List every line in the entries below that contains the word "formation", and copy each such line in full.

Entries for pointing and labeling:
------------------------------------------------

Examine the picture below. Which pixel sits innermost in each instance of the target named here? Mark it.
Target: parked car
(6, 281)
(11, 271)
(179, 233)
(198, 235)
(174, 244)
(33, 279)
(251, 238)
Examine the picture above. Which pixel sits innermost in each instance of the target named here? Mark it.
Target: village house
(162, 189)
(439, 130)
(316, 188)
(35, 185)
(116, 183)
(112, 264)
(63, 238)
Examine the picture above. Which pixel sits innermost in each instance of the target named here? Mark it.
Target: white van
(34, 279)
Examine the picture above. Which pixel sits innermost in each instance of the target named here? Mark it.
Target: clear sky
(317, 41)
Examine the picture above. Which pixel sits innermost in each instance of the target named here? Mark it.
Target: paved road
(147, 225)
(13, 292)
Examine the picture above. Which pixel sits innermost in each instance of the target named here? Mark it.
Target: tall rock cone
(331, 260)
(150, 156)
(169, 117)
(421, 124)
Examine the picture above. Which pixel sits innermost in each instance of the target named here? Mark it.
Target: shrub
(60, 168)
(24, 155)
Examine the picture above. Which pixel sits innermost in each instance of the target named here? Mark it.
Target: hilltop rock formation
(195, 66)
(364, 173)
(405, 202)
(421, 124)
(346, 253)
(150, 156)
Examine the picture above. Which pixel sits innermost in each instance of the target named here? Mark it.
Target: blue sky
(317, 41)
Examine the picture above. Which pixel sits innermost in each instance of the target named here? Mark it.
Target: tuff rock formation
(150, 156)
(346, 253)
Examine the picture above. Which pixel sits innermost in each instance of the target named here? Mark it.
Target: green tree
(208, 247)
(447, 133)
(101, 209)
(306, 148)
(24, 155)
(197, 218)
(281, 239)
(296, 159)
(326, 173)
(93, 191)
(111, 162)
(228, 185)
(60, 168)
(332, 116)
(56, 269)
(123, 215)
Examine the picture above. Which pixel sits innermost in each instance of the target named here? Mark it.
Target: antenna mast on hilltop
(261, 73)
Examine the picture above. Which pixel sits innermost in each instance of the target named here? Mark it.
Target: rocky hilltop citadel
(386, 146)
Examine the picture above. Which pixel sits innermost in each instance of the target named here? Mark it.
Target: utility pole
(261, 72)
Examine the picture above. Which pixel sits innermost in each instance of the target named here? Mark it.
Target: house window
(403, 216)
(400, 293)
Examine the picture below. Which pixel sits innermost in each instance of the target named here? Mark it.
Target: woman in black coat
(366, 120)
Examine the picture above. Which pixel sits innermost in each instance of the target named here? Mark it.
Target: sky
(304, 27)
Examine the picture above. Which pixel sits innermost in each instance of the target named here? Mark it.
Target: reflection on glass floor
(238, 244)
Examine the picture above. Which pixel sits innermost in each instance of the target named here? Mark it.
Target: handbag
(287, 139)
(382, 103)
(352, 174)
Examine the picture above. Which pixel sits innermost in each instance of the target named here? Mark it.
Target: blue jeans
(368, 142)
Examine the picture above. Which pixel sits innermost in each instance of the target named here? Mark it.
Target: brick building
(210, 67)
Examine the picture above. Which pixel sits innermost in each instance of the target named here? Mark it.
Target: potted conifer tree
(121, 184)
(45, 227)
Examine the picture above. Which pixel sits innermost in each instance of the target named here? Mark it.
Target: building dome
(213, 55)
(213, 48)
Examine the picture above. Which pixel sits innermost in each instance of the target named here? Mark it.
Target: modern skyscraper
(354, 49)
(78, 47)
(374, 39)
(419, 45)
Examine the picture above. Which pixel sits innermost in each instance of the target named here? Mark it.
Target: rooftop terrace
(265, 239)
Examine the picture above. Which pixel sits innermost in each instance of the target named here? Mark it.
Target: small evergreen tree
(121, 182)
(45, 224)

------------------------------------------------

ANSWER TO THIS PROBLEM
Target: hilltop rock formation
Target: tuff rock formation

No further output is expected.